(Excerpted text)
····················
Bariatric surgery is safe with a 0.15% to 0.5% 30-day mortality rate [3][6], however an appreciable proportion of patients suffer at least one major adverse event within the first 30 days following either Roux-en-Y gastric bypass (RYGB) or adjustable gastric banding (AGB) that results in hospital readmission. A hospital readmission increases the average 180-day cost of a bariatric operation from approximately $27,000 to $65,000 [7]. In response to the high costs of hospital readmission, in 2008 the National Quality Forum indicated that hospital readmission rates would be a central factor in evaluating hospital performance with penalties being levied against hospitals with high readmission rates.

Identifying patient and surgical factors that increase perioperative risk of readmission would improve both the tenability of bariatric surgery for patients and the cost-effectiveness for payers. Comprehensive assessment of patient risks a priori would provide physicians with a framework for either tailoring the selection of intervention or identifying patients most in need of enhanced education or monitoring post-operatively, which could, in turn, reduce the frequency of readmission following bariatric surgery. We have utilized the Bariatric Outcomes Longitudinal Database (BOLD), the largest prospective database of bariatric patient outcomes worldwide, to identify predictors of serious postoperative complications requiring hospital readmission within 30 days of discharge.
····················
(What is needed) Continue the passage on hospital readmission after bariatric surgery, starting right after its final sentence.

Dataset excerpts
····················
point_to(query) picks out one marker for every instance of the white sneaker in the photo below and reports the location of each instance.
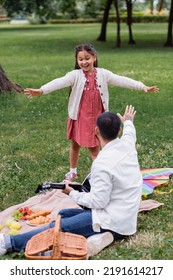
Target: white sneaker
(3, 250)
(98, 242)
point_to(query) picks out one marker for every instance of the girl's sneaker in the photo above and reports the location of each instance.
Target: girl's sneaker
(3, 249)
(97, 242)
(70, 176)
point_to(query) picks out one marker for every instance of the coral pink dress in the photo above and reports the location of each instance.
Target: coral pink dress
(82, 130)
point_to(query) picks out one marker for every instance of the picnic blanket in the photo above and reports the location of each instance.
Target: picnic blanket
(55, 200)
(153, 178)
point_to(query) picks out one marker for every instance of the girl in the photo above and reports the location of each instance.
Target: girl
(88, 99)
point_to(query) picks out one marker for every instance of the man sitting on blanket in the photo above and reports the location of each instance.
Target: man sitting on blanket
(116, 187)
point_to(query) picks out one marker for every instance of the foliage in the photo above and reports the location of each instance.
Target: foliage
(44, 9)
(33, 146)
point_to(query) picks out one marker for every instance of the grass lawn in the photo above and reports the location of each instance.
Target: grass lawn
(33, 131)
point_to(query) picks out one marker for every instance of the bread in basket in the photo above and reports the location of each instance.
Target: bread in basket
(63, 245)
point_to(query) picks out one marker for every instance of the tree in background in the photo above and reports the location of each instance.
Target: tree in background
(129, 5)
(44, 9)
(169, 42)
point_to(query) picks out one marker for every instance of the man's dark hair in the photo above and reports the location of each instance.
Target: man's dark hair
(109, 125)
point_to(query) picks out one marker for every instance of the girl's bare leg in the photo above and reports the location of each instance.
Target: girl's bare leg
(74, 154)
(94, 152)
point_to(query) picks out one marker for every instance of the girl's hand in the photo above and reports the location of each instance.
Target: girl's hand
(151, 89)
(129, 114)
(68, 189)
(32, 92)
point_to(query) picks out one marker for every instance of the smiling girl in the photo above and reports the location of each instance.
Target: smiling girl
(89, 97)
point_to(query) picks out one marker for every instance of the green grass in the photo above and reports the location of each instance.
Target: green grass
(33, 132)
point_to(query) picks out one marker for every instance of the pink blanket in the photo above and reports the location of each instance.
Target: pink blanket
(54, 200)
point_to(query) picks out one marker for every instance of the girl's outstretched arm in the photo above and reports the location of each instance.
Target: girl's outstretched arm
(151, 89)
(33, 92)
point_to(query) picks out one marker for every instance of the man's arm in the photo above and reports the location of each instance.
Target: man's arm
(129, 114)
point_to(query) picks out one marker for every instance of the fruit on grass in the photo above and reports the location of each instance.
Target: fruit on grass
····················
(Response for this exercise)
Methods

Design Overview

We obtained patient data from BOLD collected between January 1, 2007 and August 31, 2009 at 450 Bariatric Surgery Centers of Excellence (BSCOE). Data collection for BOLD was overseen by the Surgical Review Corporation (SRC). Written informed consent was obtained from all patients, and the protocols of this study were approved by the University of Minnesota institutional review board.

The American Society for Metabolic and Bariatric Surgery (ASMBS) founded SRC in 2003 as an independent, nonprofit research organization to oversee compliance and collect data on patient outcomes for accredited BSCOE hospitals. The criteria set forth by the ASMBS for BSCOE certification include: performing at least 125 bariatric surgeries per year in hospitals or 100 bariatric surgeries per year in surgery centers; surgeons must have completed 125 bariatric surgeries during their career and must continue to perform at least 50 bariatric surgeries per year; a multidisciplinary staff including a team of nurses, surgeons, dieticians and other consultants; onsite inspections of BSCOE must be performed every three years; and, hospitals must report their outcomes to the BOLD database.

BOLD, an internet-based database implemented in 2007, represents the largest repository of clinical bariatric patient surgery information in the world with 521 contributing BSCOE. BOLD collects standardized assessments of patient demographics, preoperative morbidities, medication use, surgical procedures, and post-surgical follow-up visits. Additional details regarding the operational procedures of BOLD have been reported previously [8]. Standard protocol for BSCOE requests that patients return to their operating physician for periodic follow-up visits including at least one visit one month post-operatively. At each follow-up visit, visit-specific information is recorded into BOLD on weight, complications, and readmissions since the previous follow-up visit regardless of whether the readmitting hospital was BSCOE-certified.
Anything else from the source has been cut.